— Start of Document extract —

Yup you are right, since this is an implementation detail rather then
the actual spec. Will move these somewhere else for v2.

> > +static void ieee80211_beacon_add_tim_pvb(struct ps_data *ps,
> > +					 struct sk_buff *skb, u8 aid0, u8 *tim)
> 
> Maybe use 'struct element' for the tim pointer? that way tim[1] = ...
> becomes tim->datalen = ... which seems easier to understand.
> 
> I know the code didn't use that (it predates the existence of 'struct
> element') but it could also originally put the WLAN_EID_TIM that way,
> for example.
> 
> And maybe aid0 could be 'bool mcast_traffic' or 'bool aid0_traffic' (if
> mcast is too specific, not sure what might get encoded there now/s1g.)
> 
> (mostly I'm thinking it should be bool, 'bool aid0' is also fine)

Yup I guess If im shuffling this code around I should clean up the
normal TIM function, since it definitely looks like it was written a
long time ago :)

> > +static void ieee80211_s1g_beacon_add_tim_pvb(struct ps_data *ps,
> > +					     struct sk_buff *skb, u8 aid0,
> > +					     u8 *tim)

— End of Document extract —

◆ Set exercise 1:
Answer these from the TIM patch review:
(a) Where does the reply say these will be moved for v2?
(b) What type does the reviewer suggest for the tim pointer?
(c) What two alternative names does the reviewer propose for aid0?
◆ Set exercise 2: List the parameter names of ieee80211_beacon_add_tim_pvb as declared in the TIM patch review.
◆ Set exercise 3: Resume the TIM patch review from the last line shown.

— Start of Source excerpt —

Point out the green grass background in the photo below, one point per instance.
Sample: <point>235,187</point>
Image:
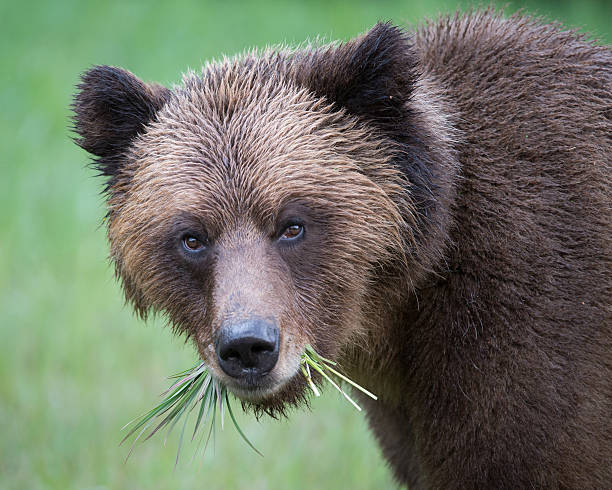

— End of Source excerpt —

◆ Written response 1:
(a) Somewhere else, since this is an implementation detail rather than the actual spec.
(b) 'struct element'
(c) 'bool mcast_traffic' or 'bool aid0_traffic'

◆ Written response 2: ps, skb, aid0, tim

◆ Written response 3:
> [...]
> > +	/* Emit an encoded block for each non-zero sub-block */
> > +	for (blk = 0; blk < IEEE80211_MAX_S1G_TIM_BLOCKS; blk++) {
> 
> So this only makes sense if you actually limit the AIDs to 1600... Maybe
> then that's what you want to do :)
> 
> Otherwise even if you have no traffic for AIDs 1..1000 you would still
> never indicate the traffic for AIDs >=1600 (or so.)
> 
> If you don't want to limit to 1600 then I think encoding wise we're
> limit to 2048 (but in practice to 2008 with the AID limit in nl80211),
> but this code would then probably attempt to access 2048 so we need to
> ensure the ps->tim bitmap is actually slightly larger. Not that I really
> see an issue with that. Or add a check for the actual idx below, similar
> to the one you have there, but with a subblock index of 2008/8 == 251
> instead.

As mentioned in other email, I'll stick with the 1600 limit as an
"Implementation detail" for now. 

> > +		u8 blk_bmap = 0;
> > +		int sblk, subcnt = 0;
> > +
> > +		for (sblk = 0; sblk < 8; sblk++) {
> > +			int idx = blk * 8 + sblk;
> > +
> > +			if (idx >= IEEE80211_MAX_AID_S1G_NO_PS)
> > +				break;
> 
> I think you'll want to remove this condition. If you _do_ limit the AIDs
> anyway it's not needed, and if you _don't_ limit the AIDs then it should
> be replaced by some "does it fit" condition, and/or checking for the
> 2008 value.

Ah yep its redundant due to the outer loop. Will fix.

> 
> > +			/*
> > +			 * If the current subblock is non-zero, increase the
> > +			 * number of subblocks to emit for the current block.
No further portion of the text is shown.